Task objective: Leave the pictures out. Return all other data exactly.

Entries supplied:
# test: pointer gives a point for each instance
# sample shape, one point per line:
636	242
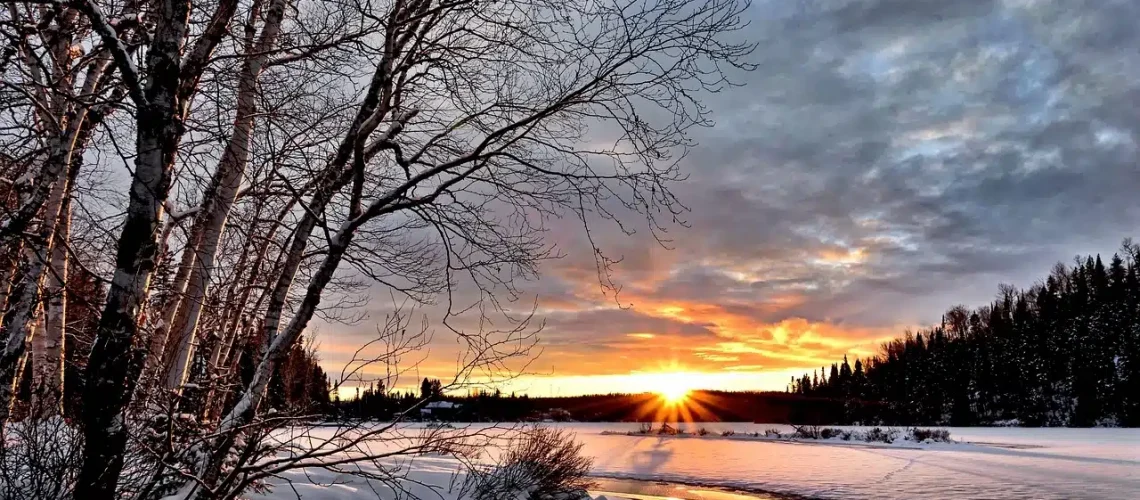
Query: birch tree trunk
219	199
19	320
161	107
48	359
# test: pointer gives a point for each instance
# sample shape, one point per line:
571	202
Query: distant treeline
1065	352
374	402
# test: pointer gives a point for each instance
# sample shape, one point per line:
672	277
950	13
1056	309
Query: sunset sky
886	161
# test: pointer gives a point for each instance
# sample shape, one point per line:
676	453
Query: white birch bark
218	201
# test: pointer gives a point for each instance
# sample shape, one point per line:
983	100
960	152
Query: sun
673	395
673	388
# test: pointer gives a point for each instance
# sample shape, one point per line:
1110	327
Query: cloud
887	160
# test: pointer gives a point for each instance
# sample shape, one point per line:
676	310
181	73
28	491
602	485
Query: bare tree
422	146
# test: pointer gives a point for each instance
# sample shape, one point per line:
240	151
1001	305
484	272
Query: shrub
922	435
879	435
39	458
828	433
543	464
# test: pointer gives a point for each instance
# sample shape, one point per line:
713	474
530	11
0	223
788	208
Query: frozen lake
984	464
1010	464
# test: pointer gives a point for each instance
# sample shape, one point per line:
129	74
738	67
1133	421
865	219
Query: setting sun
673	387
674	395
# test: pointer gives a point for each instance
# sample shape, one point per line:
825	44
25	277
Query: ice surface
1015	464
985	464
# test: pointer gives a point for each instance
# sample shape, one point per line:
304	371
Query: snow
982	462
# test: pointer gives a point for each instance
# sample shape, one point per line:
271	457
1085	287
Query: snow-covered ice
1011	464
983	464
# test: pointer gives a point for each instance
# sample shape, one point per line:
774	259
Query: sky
886	161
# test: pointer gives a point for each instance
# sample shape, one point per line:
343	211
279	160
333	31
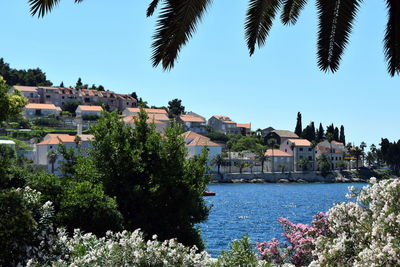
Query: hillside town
283	151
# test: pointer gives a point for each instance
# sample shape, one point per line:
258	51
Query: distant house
299	148
84	110
36	110
277	159
334	151
160	125
280	136
30	92
52	142
193	122
223	124
195	143
244	128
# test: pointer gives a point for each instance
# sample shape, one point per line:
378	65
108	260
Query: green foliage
30	77
70	106
151	178
10	104
240	254
17	223
324	165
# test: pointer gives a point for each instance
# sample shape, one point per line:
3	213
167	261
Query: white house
52	142
195	143
36	110
85	110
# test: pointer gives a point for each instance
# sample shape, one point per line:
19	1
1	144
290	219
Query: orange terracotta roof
277	153
149	110
26	88
244	125
42	106
191	118
300	142
195	139
90	108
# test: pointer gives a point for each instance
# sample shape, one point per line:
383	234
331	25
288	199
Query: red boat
208	194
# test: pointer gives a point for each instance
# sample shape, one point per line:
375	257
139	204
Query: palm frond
335	23
291	11
176	24
259	18
153	5
392	37
42	7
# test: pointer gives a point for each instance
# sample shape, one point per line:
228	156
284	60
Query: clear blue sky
108	42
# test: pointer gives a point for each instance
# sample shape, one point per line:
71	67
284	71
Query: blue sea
253	209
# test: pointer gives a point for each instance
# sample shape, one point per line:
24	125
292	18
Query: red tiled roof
300	142
191	118
277	153
244	125
195	139
90	108
42	106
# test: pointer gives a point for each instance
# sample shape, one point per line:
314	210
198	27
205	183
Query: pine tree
321	133
336	134
298	129
342	137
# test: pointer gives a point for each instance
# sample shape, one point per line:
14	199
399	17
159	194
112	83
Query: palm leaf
335	23
291	10
153	5
259	18
176	24
42	7
392	37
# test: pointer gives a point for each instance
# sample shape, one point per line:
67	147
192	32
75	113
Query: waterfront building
52	142
38	110
244	128
300	149
192	122
223	124
85	110
195	143
280	136
278	160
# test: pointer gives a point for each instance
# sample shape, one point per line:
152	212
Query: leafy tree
151	178
299	128
177	22
30	77
342	137
10	104
175	108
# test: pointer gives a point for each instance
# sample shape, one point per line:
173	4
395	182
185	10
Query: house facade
52	142
300	149
193	122
278	160
85	110
195	143
223	124
37	110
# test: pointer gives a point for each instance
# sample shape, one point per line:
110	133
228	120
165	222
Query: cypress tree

Full answer:
# test: pointer gives a point for each instance
# sample shape, one point per line:
636	242
Query: birch tree trunk
219	199
19	320
161	107
48	359
# test: pointer gives a point for each instance
# sample shape, one point per line:
571	202
Query: distant treeline
1065	352
374	402
# test: pointer gives a point for each instance
# sample shape, one point per line:
672	277
950	13
1056	309
Query: sunset sky
886	161
# test: pointer gives a point for each instance
# sample shape, one point per line:
676	453
Query: white birch bark
218	201
# test: pointer gives a point for each instance
# sample shape, one point per line:
983	100
960	152
Query: sun
673	395
673	388
# test: pointer gives a point for each instance
# sample shape, one point per line:
1110	327
Query: cloud
887	160
# test: pointer gives a point for each instance
# sample shape, one point per line:
676	310
181	73
28	491
602	485
Query: bare tree
422	146
# test: pointer gives a point for each instance
# sample shape, one point per line:
240	151
1001	305
484	272
Query: shrub
922	435
879	435
39	458
828	433
543	464
# test: pointer gives a point for each instance
# sample shape, one point per line:
713	474
530	11
0	223
788	208
Query: frozen lake
984	464
1010	464
# test: pointer gives a point for each instance
# sample shape, one point per line:
129	74
738	67
1133	421
865	219
Query: setting sun
673	387
674	395
# test: pointer gives a point for each instance
# sample shape, one point per line:
825	44
25	277
Query: ice surface
1015	464
985	464
# test: pointer gives a point for each instance
# sample shape, one point per line:
304	371
Query: snow
982	462
# test: pointer gives a point for each instance
# sample shape, one point per line:
271	457
1085	287
Query: snow-covered ice
1011	464
983	464
# test: pointer gives a point for each instance
# sample shape, one point per line:
774	259
Query: sky
886	161
# test: pointer gives a point for each instance
# sample shape, one point per line:
343	211
279	160
333	31
Query: hillside town
283	151
# test: pointer gives a point for each instance
# sample shape, one point per line:
258	51
Query: distant house
299	148
84	110
36	110
277	159
334	151
160	125
280	136
30	92
52	142
193	122
223	124
195	143
244	128
# test: pointer gives a point for each instance
# sample shape, one point per line:
378	65
108	260
Query: green foliage
30	77
70	106
151	178
10	104
240	254
17	223
324	165
# test: pointer gives a point for each instance
# sample shape, one point per line:
3	213
167	261
Query: white house
52	142
195	143
36	110
85	110
# test: pointer gives a point for each instance
# sample shape, one point per line:
19	1
1	144
290	219
Query: orange terracotta roof
277	153
149	110
26	88
244	125
42	106
191	118
300	142
195	139
90	108
# test: pointer gives a point for each instance
# sample shape, one point per line:
383	234
331	25
288	199
Query: red boat
208	194
# test: pointer gives a point for each instance
# sample shape, one point per line:
375	257
139	204
Query: palm frond
335	23
291	11
176	24
259	18
153	5
392	37
42	7
# test: pointer gives a point for each instance
# sample shape, one point per line:
228	156
284	60
Query: clear blue sky
108	42
# test: pointer gives a point for each instance
# sample shape, one point per line:
71	67
284	71
Query: blue sea
253	209
# test: pointer gives a point for each instance
# sample shape, one point per line:
24	125
292	18
Query: red tiled roof
300	142
191	118
277	153
244	125
195	139
90	108
42	106
# test: pointer gives a point for each instance
# sample shape, one point per line:
314	210
198	27
205	183
Query: pine tree
321	133
336	134
298	129
342	137
# test: pointer gives a point for each instance
# sample shape, one point per line:
14	199
399	17
159	194
112	83
Query: palm leaf
335	23
291	10
153	5
259	18
176	24
42	7
392	37
# test: pointer gives a point for each instance
# sample shape, one point per line:
67	147
192	32
75	113
Query: waterfront building
52	142
38	110
244	128
300	149
192	122
223	124
85	110
195	143
280	136
278	160
# test: pointer gives a point for each instance
# sample shape, one point per line:
152	212
Query: leafy tree
151	178
299	128
177	22
30	77
342	137
10	104
175	108
# test: pointer gives a point for each instance
# sample shape, one point per line:
173	4
395	182
185	10
Query: house facade
52	142
300	149
193	122
278	160
85	110
195	143
223	124
37	110
# test: pointer gives a point for each instance
# sample shape, one point per line:
110	133
228	120
165	222
Query: cypress tree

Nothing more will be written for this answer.